> **INSTRUCTIONS TO FOLLOW**: Write out every row below word for word, changing nothing.
══ GIVEN INFORMATION
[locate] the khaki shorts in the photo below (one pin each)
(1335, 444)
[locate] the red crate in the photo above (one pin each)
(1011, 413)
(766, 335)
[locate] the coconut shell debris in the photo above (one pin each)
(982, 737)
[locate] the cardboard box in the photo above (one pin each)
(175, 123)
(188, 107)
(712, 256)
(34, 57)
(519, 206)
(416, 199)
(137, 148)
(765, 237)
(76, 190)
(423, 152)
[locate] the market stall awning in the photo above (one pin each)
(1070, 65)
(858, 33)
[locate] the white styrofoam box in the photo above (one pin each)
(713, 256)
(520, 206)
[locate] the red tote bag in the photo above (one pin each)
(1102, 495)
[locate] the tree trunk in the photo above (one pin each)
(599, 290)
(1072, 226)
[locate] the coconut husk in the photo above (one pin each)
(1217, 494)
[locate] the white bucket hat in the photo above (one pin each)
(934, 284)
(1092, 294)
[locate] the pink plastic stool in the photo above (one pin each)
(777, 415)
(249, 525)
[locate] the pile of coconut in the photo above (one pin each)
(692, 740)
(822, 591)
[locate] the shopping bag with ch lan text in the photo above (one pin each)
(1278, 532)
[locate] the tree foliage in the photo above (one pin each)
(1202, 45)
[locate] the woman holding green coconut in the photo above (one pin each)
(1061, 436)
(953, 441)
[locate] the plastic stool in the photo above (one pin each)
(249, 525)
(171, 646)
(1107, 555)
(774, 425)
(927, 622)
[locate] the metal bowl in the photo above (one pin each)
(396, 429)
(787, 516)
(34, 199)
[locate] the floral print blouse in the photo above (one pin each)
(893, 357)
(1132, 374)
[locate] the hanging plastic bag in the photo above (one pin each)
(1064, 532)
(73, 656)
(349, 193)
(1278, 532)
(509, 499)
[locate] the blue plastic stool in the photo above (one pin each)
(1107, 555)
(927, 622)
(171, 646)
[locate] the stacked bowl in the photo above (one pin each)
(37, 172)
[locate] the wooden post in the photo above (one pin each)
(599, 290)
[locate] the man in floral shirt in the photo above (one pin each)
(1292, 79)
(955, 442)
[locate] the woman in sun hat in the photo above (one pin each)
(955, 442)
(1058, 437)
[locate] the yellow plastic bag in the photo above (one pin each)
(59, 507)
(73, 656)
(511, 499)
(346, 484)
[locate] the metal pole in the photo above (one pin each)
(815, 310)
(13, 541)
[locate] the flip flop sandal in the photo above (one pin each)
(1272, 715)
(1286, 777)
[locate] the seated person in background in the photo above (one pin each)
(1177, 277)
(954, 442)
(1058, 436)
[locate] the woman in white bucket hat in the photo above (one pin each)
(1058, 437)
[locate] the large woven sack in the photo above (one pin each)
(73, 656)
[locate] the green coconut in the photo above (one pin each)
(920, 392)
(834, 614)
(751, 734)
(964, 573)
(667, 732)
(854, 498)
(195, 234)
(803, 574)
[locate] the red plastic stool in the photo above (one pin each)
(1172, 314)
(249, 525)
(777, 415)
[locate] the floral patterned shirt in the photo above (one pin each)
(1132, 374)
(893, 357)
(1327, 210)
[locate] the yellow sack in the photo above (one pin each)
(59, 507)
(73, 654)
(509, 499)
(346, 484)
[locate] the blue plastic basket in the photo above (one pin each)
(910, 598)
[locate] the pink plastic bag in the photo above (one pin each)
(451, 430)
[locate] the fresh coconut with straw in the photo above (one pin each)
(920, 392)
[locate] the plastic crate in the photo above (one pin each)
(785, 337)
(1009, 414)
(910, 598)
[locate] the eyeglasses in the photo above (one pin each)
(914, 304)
════
> **FULL SOLUTION**:
[locate] the khaki shorts in the photo below (one pin each)
(1335, 444)
[locate] the red crate in the photo above (one pin each)
(1011, 413)
(766, 335)
[locate] the coconut shell debris in the photo above (one pin each)
(982, 737)
[locate] the cardboard box in the photo above (one pin each)
(175, 123)
(188, 107)
(712, 256)
(34, 57)
(519, 206)
(416, 199)
(137, 148)
(765, 237)
(76, 190)
(423, 152)
[locate] the market stall awning in the photo above (one pin each)
(1070, 65)
(858, 33)
[locate] the white styrofoam box in the photo above (one pin each)
(713, 256)
(520, 206)
[locate] the red tote bag in the photo above (one pin each)
(1102, 495)
[locate] the tree trunk in the photo above (one pin each)
(599, 290)
(1072, 226)
[locate] the coconut husk in the photo above (one pin each)
(1217, 494)
[locate] the white bucket hat in the photo above (one pin each)
(934, 284)
(1092, 294)
[locate] the pink plastic stool in the photo above (one pin each)
(777, 415)
(249, 525)
[locate] the pile of coconut in the photo above (one pin each)
(692, 740)
(822, 591)
[locate] the shopping bag with ch lan text in the photo above (one pin each)
(1278, 532)
[locate] the tree foliage in the photo above (one pin each)
(1202, 45)
[locate] the woman holding green coconut in the photo above (one pin each)
(1061, 436)
(953, 441)
[locate] the plastic stool in the photo above (one pin each)
(249, 525)
(171, 646)
(1107, 555)
(774, 425)
(927, 622)
[locate] the metal bowl in the photo above (one pin each)
(396, 429)
(787, 516)
(34, 199)
[locate] the floral print blouse in the photo above (one pin each)
(893, 357)
(1132, 374)
[locate] the hanging plastic bag in the photo above (one pin each)
(1064, 532)
(73, 656)
(349, 193)
(1278, 532)
(509, 499)
[locate] the blue plastic stool in the photo above (one pin each)
(1107, 555)
(927, 622)
(171, 646)
[locate] the stacked bowl in the photo above (one pin each)
(37, 172)
[locate] the wooden post in the photo above (one pin each)
(599, 290)
[locate] the man in floral shirt in the photo above (one pin each)
(1292, 79)
(955, 442)
[locate] the woman in sun hat in the photo above (one pin each)
(955, 442)
(1058, 437)
[locate] the yellow plastic bag in the photo above (one pin each)
(59, 507)
(73, 656)
(511, 499)
(346, 484)
[locate] the metal pole in the photo above (one pin each)
(815, 310)
(13, 541)
[locate] the flip flop sandal in the photo above (one pin each)
(1272, 715)
(1286, 777)
[locate] the seated person in background in the photo above (one pin each)
(1177, 277)
(954, 442)
(1058, 436)
[locate] the woman in white bucket hat in the photo above (one pin each)
(1058, 437)
[locate] the large woven sack in the photo above (one pin each)
(73, 656)
[locate] the green coconut in the photo above (one pin each)
(920, 392)
(834, 614)
(751, 734)
(964, 573)
(667, 732)
(854, 498)
(195, 234)
(803, 574)
[locate] the red plastic stool in the photo above (one pin each)
(1172, 314)
(249, 525)
(777, 415)
[locate] the floral patterned shirt in the photo above (one pin each)
(1132, 374)
(893, 357)
(1327, 210)
[locate] the yellow sack in the photo above (one pin each)
(59, 507)
(73, 654)
(509, 499)
(346, 484)
[locate] the blue plastic basket in the photo above (one pin each)
(910, 598)
[locate] the pink plastic bag in the photo above (one pin each)
(451, 430)
[locate] the fresh coconut with straw in the photo above (one pin each)
(920, 392)
[locate] the plastic crate in the photo above (one pin each)
(785, 337)
(1009, 414)
(910, 598)
[locate] the eyeglasses in the photo above (one pin each)
(914, 304)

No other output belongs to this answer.